_Set exercise:_ Can you retype only the lines from the one with "the player in" through the final line of the material, exactly as given?

_Given data:_
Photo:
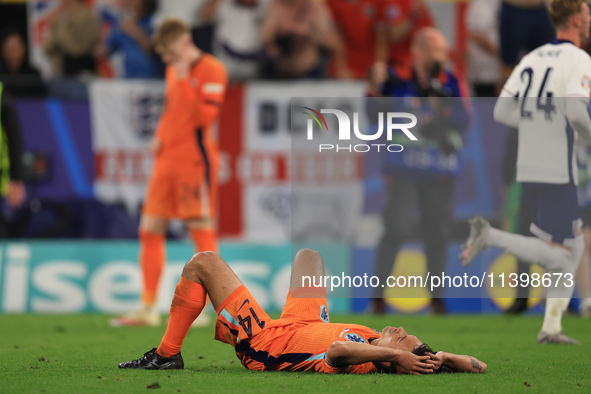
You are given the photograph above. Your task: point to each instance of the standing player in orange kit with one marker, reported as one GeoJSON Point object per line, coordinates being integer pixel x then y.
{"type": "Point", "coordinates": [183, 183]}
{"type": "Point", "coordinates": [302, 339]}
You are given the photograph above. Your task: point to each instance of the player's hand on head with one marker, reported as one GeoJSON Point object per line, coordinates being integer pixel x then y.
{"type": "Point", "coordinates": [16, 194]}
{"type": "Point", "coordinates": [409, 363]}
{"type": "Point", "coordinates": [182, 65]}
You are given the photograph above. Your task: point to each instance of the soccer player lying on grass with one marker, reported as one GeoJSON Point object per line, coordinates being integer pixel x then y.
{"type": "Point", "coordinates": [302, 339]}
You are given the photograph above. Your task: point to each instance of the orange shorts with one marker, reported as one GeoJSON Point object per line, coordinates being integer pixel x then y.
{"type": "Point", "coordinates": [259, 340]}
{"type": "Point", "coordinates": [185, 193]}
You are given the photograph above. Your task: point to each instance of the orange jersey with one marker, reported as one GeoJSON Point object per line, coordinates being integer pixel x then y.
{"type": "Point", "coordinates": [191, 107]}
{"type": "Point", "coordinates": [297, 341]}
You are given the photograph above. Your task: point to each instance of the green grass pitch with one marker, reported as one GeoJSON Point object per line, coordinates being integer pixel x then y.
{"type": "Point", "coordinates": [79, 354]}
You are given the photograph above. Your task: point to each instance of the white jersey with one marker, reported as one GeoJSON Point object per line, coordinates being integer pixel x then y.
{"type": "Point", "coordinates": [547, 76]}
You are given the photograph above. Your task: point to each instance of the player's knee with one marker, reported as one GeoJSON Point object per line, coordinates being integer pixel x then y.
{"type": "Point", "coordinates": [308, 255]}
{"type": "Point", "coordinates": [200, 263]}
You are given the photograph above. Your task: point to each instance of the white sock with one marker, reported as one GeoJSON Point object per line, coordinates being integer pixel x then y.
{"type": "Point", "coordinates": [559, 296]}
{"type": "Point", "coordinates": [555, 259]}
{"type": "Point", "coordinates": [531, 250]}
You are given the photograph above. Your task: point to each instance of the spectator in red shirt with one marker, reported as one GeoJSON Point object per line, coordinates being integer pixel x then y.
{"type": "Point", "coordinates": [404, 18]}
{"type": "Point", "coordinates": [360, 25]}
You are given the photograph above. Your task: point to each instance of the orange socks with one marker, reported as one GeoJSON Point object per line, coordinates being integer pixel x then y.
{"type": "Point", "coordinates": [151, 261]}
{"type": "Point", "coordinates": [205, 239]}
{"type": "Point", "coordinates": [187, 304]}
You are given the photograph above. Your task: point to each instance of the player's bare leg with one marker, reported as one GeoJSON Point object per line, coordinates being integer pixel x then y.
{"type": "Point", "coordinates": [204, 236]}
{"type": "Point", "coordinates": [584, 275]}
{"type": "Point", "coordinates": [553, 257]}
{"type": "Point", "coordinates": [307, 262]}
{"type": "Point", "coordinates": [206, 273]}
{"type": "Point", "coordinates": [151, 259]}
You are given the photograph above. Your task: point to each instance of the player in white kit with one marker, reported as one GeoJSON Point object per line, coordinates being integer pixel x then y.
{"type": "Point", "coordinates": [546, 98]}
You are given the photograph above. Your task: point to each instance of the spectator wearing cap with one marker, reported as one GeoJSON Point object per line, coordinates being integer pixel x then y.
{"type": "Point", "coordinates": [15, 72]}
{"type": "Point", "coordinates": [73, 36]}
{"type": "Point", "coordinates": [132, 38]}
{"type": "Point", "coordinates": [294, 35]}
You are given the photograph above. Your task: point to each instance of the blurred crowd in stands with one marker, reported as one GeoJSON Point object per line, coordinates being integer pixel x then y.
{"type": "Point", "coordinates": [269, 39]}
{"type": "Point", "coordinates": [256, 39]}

_Answer for the task:_
You are given the photograph above. Your task: point to each instance of the player in white kit with one marker, reported as one GeoJSON Point object per line, coordinates being integer pixel x then y.
{"type": "Point", "coordinates": [546, 98]}
You are given the photograph above. Your task: point to each instance of the spectator wearing cap with one marker, reported as one GeoJSON Point object per line, coordinates being integer pixel x then y.
{"type": "Point", "coordinates": [15, 72]}
{"type": "Point", "coordinates": [73, 36]}
{"type": "Point", "coordinates": [132, 38]}
{"type": "Point", "coordinates": [294, 35]}
You are given the photograph above. Your task: point to each instance of the blurred crowd in stands with one marker, reported as one GeoJSON Point object per line, coordinates being integer pixel x then y.
{"type": "Point", "coordinates": [269, 39]}
{"type": "Point", "coordinates": [256, 39]}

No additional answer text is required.